• **ACTION ITEM**: What lines in the records include the string "chair"? Return each one.

• **SUPPLIED MATERIAL**:
Segment Open
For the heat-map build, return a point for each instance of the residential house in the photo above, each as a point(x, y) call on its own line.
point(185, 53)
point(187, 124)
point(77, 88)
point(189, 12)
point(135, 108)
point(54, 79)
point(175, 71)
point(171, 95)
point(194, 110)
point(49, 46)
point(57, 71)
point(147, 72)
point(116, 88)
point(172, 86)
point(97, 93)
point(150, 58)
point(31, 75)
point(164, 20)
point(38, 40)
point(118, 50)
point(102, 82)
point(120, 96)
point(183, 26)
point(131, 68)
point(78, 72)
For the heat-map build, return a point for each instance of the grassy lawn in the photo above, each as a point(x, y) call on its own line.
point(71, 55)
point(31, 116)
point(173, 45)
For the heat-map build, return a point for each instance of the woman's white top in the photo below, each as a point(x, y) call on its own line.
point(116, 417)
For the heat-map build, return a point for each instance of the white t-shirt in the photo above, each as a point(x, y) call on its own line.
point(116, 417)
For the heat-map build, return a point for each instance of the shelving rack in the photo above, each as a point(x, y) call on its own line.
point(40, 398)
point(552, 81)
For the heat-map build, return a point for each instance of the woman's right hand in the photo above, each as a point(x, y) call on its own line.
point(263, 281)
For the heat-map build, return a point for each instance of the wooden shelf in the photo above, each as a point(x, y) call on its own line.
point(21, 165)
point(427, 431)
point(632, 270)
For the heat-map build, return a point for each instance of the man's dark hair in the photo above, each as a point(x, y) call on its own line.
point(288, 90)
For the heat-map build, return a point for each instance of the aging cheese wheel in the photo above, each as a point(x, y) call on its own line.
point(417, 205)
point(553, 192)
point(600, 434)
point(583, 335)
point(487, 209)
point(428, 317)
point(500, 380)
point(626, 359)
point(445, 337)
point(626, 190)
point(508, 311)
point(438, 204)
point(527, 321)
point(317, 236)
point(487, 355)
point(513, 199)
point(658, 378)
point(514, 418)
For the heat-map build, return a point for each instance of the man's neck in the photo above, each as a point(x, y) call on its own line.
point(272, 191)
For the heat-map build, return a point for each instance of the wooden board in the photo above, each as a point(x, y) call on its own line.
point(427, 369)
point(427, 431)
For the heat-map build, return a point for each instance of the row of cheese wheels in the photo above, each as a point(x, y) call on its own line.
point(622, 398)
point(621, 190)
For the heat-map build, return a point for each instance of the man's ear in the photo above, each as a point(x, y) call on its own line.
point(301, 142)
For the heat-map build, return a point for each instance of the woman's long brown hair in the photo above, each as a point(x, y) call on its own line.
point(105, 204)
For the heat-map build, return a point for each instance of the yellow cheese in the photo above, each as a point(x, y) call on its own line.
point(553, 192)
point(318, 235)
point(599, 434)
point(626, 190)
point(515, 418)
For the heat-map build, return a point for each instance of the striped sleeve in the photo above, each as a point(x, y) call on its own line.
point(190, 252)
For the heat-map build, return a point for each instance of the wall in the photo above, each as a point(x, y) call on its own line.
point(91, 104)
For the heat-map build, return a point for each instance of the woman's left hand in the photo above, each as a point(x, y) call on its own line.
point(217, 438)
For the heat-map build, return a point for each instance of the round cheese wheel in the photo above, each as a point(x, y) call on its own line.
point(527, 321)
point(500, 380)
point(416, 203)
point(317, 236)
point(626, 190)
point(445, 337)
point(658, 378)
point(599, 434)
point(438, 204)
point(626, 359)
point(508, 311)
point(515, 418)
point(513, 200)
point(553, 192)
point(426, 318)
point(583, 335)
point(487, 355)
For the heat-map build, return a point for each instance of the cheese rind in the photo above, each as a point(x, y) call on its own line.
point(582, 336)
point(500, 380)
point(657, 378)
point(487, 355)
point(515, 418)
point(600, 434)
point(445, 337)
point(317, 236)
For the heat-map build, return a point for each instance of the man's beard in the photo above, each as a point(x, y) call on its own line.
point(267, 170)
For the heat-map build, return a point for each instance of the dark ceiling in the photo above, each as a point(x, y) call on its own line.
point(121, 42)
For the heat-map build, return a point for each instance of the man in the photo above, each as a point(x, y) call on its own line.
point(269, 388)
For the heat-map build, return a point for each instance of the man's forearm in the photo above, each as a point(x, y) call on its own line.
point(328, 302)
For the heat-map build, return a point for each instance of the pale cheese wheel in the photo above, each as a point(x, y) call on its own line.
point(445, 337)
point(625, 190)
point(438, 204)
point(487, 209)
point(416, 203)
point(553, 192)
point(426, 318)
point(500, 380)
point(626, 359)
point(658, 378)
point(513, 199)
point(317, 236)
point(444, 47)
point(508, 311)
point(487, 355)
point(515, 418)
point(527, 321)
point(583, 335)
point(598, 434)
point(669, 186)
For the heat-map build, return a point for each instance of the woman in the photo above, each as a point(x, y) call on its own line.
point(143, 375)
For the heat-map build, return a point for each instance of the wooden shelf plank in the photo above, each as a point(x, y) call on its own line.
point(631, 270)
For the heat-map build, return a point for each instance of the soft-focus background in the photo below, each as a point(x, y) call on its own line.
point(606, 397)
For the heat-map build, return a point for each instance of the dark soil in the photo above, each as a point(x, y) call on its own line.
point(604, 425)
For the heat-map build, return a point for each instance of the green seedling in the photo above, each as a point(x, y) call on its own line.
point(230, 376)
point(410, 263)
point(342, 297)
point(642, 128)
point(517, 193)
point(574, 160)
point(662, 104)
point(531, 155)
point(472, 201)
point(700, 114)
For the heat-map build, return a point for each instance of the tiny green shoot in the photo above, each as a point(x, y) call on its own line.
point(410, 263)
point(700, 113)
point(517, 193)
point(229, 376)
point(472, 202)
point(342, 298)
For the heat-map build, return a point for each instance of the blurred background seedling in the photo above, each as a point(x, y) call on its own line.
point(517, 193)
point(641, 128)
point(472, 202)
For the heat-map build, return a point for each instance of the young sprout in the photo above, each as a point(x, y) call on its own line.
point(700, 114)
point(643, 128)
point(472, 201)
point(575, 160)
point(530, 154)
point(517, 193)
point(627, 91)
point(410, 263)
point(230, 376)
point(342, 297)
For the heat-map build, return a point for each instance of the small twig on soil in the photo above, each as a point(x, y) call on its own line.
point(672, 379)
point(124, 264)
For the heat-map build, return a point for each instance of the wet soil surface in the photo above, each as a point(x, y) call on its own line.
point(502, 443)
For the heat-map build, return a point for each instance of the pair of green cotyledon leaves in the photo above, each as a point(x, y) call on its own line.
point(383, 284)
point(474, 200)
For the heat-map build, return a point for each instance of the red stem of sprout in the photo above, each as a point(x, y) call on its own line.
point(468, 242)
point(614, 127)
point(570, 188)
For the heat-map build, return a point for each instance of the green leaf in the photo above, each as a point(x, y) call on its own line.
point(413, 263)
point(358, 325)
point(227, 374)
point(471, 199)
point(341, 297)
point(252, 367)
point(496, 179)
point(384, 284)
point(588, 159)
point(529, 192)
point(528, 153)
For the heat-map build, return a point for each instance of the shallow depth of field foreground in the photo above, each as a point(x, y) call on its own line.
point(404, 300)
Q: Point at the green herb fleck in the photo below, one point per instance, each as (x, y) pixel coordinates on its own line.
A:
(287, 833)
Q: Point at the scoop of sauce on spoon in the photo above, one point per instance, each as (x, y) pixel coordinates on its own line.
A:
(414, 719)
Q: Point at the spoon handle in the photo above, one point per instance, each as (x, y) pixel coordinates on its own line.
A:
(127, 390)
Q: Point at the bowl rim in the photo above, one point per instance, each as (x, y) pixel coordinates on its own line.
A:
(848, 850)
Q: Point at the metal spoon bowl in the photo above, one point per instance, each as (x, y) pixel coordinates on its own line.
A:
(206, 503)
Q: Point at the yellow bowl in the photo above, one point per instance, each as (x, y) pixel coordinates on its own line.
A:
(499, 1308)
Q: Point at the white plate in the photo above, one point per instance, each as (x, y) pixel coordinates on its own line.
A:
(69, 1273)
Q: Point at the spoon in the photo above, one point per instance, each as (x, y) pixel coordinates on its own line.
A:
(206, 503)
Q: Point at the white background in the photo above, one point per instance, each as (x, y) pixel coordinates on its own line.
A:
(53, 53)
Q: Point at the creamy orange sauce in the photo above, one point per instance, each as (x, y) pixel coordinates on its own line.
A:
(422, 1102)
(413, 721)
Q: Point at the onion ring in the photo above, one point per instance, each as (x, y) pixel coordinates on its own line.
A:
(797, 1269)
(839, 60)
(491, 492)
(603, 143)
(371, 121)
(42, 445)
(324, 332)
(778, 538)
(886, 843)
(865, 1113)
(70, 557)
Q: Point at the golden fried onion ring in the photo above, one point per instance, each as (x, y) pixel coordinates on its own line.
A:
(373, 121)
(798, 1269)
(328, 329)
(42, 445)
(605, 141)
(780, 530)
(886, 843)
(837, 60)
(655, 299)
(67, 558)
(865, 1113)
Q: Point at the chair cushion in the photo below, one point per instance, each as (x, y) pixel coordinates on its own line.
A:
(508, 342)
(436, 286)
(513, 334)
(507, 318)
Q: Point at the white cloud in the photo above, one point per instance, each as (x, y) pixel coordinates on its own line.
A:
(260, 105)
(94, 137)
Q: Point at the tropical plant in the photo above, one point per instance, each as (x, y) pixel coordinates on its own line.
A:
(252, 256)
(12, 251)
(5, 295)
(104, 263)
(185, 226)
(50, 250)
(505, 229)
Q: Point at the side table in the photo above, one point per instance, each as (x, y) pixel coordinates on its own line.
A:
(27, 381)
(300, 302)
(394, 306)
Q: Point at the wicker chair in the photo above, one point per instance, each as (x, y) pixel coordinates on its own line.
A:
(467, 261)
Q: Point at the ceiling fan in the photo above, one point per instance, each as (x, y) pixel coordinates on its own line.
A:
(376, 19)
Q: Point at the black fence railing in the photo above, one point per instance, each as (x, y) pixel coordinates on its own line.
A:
Segment Closed
• **RESPONSE BOX**:
Q: Point at the chair cushion in the photo below, one point per instance, each as (x, y) pixel coordinates on its own line.
Q: Point at the wicker chair in the photo above, one point per instance, each as (x, y) pixel coordinates on its own line.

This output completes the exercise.